Take the entries below and print only the lines from the one with "Target: camera button" through the one with "Return one point per instance of the sunlit", exactly as they stand, both ends included.

*** Opening of Records provided ***

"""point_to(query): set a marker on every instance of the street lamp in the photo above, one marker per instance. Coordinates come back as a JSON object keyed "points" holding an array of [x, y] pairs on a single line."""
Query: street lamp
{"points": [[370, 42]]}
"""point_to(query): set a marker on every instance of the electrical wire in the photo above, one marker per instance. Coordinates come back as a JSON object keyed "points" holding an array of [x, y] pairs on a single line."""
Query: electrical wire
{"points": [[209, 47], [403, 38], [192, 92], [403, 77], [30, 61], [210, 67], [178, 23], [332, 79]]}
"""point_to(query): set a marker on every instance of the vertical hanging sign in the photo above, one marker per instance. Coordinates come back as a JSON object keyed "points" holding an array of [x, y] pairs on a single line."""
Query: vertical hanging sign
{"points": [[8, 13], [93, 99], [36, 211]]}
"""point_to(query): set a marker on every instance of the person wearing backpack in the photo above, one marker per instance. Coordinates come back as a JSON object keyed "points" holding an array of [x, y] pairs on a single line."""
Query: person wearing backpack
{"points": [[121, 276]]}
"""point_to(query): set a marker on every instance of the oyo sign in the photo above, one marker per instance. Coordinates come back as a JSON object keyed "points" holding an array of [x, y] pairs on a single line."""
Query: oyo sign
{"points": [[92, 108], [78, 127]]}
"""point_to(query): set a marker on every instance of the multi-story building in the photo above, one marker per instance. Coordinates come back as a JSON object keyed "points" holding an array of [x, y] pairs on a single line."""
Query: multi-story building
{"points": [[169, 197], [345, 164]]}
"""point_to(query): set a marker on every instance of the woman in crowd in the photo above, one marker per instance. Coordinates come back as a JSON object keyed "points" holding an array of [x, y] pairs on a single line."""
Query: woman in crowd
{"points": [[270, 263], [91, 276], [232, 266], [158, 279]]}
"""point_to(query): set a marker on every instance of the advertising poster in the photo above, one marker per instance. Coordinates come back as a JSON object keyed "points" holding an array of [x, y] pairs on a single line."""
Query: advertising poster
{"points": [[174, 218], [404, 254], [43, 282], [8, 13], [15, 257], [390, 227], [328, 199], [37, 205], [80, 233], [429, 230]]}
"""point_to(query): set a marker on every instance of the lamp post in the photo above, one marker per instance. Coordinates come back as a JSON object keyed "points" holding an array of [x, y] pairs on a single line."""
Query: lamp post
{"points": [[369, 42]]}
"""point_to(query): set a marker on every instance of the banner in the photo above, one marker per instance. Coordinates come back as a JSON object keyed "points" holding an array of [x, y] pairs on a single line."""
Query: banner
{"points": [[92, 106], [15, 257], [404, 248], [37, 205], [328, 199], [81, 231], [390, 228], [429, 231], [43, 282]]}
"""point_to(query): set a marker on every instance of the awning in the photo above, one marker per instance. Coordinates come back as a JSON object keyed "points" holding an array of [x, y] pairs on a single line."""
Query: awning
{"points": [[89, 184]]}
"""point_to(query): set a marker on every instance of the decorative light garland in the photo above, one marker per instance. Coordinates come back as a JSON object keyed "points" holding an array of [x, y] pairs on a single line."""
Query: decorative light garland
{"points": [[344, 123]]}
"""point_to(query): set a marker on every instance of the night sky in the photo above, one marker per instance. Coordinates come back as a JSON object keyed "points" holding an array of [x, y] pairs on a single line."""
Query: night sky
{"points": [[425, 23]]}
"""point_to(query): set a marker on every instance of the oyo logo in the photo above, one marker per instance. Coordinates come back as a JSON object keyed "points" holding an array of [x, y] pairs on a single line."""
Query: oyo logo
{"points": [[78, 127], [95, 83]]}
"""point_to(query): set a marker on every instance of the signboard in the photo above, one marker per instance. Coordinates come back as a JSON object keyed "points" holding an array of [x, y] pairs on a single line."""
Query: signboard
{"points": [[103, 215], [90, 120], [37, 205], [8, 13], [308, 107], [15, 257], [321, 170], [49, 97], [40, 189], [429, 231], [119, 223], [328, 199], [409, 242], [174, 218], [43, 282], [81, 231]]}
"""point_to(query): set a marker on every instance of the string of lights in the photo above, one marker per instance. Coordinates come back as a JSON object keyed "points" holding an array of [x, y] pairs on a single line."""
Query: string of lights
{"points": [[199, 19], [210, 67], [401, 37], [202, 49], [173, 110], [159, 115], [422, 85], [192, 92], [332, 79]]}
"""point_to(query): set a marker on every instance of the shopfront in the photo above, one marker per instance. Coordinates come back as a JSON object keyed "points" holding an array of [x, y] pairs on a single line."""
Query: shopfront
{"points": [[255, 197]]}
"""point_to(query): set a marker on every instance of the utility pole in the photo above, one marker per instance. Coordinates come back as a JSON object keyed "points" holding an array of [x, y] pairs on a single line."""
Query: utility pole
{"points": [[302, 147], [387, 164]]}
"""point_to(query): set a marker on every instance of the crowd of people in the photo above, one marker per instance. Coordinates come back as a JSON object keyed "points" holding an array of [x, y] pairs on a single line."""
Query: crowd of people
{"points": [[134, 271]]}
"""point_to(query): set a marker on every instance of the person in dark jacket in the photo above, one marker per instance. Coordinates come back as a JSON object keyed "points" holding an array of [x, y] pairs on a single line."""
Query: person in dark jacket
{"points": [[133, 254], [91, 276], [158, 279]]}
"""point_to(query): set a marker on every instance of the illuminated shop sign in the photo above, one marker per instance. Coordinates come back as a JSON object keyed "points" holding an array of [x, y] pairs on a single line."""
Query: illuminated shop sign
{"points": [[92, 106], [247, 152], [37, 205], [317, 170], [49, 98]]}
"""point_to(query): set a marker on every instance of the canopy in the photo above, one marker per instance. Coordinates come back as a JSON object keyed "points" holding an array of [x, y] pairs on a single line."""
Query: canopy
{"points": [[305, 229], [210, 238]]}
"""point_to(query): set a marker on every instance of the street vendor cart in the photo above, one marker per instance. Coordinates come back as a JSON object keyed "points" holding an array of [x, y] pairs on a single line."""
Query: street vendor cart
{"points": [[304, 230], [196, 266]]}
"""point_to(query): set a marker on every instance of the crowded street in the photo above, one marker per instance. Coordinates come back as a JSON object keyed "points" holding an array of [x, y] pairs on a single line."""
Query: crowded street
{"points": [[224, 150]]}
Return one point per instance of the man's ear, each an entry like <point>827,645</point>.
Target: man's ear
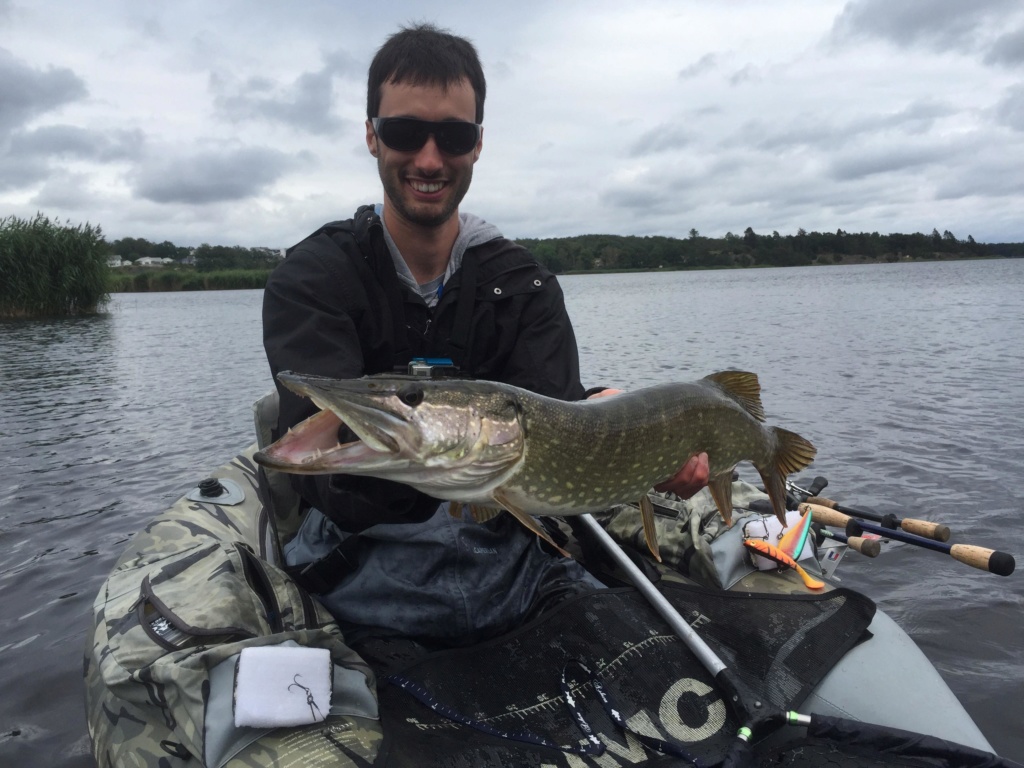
<point>371,138</point>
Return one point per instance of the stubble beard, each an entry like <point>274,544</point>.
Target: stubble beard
<point>394,189</point>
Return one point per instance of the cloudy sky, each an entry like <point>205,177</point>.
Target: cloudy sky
<point>241,123</point>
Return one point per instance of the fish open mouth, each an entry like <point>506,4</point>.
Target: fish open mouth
<point>312,448</point>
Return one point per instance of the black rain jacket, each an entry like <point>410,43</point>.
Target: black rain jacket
<point>334,308</point>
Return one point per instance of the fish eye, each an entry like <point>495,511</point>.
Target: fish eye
<point>412,395</point>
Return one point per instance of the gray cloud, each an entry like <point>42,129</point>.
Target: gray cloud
<point>1008,49</point>
<point>17,171</point>
<point>80,143</point>
<point>662,138</point>
<point>68,192</point>
<point>305,103</point>
<point>889,159</point>
<point>211,176</point>
<point>940,25</point>
<point>1010,111</point>
<point>27,92</point>
<point>707,62</point>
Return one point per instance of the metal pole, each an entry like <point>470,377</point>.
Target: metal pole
<point>685,633</point>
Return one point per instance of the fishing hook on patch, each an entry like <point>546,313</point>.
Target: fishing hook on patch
<point>313,709</point>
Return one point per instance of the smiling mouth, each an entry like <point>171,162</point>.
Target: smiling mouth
<point>427,187</point>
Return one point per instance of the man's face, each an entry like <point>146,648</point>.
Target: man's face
<point>425,186</point>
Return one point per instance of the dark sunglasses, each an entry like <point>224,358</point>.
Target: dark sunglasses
<point>410,134</point>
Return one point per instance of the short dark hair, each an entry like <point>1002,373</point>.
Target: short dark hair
<point>425,54</point>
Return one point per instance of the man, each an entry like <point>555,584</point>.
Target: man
<point>414,278</point>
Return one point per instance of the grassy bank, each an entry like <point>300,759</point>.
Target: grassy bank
<point>144,280</point>
<point>50,268</point>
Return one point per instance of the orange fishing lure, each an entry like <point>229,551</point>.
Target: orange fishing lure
<point>774,553</point>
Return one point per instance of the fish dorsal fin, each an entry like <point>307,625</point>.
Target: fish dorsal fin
<point>743,387</point>
<point>649,528</point>
<point>527,520</point>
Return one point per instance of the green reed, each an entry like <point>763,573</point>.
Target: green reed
<point>186,280</point>
<point>51,268</point>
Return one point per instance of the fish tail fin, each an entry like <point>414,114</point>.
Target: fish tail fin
<point>792,454</point>
<point>743,387</point>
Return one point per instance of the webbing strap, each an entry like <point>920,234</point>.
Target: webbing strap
<point>570,685</point>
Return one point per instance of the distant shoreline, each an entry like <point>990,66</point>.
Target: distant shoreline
<point>163,280</point>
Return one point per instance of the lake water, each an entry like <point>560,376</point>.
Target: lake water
<point>909,379</point>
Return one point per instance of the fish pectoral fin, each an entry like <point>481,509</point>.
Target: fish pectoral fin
<point>721,492</point>
<point>792,455</point>
<point>649,529</point>
<point>527,520</point>
<point>482,514</point>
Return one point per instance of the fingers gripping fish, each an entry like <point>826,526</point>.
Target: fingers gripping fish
<point>494,445</point>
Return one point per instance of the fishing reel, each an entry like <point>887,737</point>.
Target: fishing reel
<point>430,368</point>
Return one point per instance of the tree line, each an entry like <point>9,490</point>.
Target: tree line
<point>205,258</point>
<point>608,252</point>
<point>601,252</point>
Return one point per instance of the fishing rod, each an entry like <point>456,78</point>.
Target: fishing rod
<point>925,528</point>
<point>921,527</point>
<point>866,547</point>
<point>993,561</point>
<point>757,718</point>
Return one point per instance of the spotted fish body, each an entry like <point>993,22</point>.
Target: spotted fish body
<point>493,444</point>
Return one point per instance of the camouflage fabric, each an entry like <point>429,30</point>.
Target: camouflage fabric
<point>188,594</point>
<point>685,531</point>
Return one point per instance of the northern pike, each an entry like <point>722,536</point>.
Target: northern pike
<point>492,445</point>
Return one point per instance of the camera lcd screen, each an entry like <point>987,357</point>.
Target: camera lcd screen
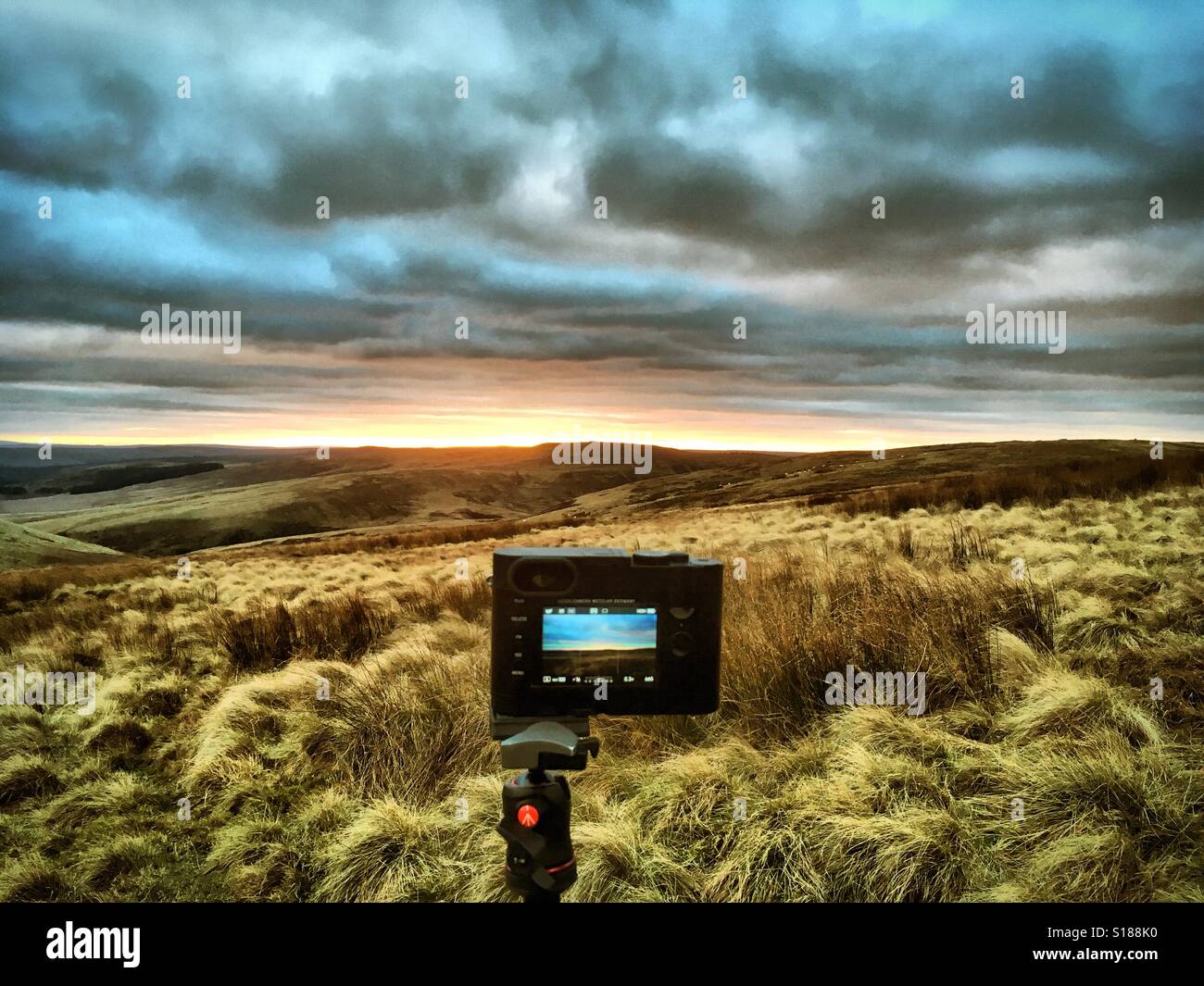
<point>591,643</point>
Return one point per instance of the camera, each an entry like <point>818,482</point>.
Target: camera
<point>588,631</point>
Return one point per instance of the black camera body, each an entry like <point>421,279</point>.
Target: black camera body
<point>589,631</point>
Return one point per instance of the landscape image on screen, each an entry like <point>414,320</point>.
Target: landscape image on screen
<point>590,645</point>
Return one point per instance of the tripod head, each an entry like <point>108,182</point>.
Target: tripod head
<point>537,805</point>
<point>549,745</point>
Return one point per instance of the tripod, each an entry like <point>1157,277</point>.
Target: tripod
<point>537,805</point>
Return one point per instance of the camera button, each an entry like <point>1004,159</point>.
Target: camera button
<point>682,644</point>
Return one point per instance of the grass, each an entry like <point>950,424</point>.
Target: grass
<point>323,708</point>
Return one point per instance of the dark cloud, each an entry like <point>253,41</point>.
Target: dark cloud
<point>483,207</point>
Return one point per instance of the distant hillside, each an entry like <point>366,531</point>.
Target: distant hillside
<point>280,493</point>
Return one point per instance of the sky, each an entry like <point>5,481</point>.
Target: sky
<point>462,148</point>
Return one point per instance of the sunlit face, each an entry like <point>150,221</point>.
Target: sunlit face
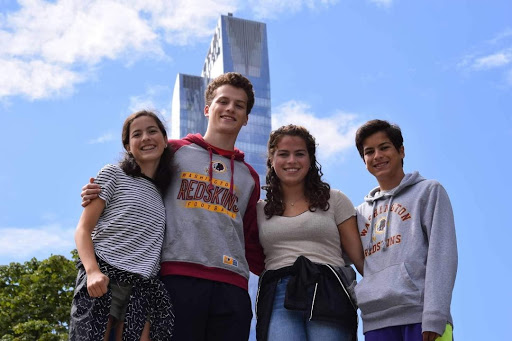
<point>291,160</point>
<point>146,141</point>
<point>228,111</point>
<point>383,160</point>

*** Close of Records provided ***

* Written response:
Target: camera button
<point>682,644</point>
Return one point per instance of the grass, each an entry like <point>950,424</point>.
Target: grass
<point>323,708</point>
Return one point per instance of the dark cloud, each an entry like <point>253,41</point>.
Target: dark cloud
<point>483,207</point>
Return one point per instance of the distant hillside, each an entry like <point>366,531</point>.
Target: distant hillside
<point>280,493</point>
Return one point per instance of the sky, each an entry like <point>5,481</point>.
Target: sky
<point>462,148</point>
Return one point per instance of the sunlit face, each an entry like <point>150,221</point>.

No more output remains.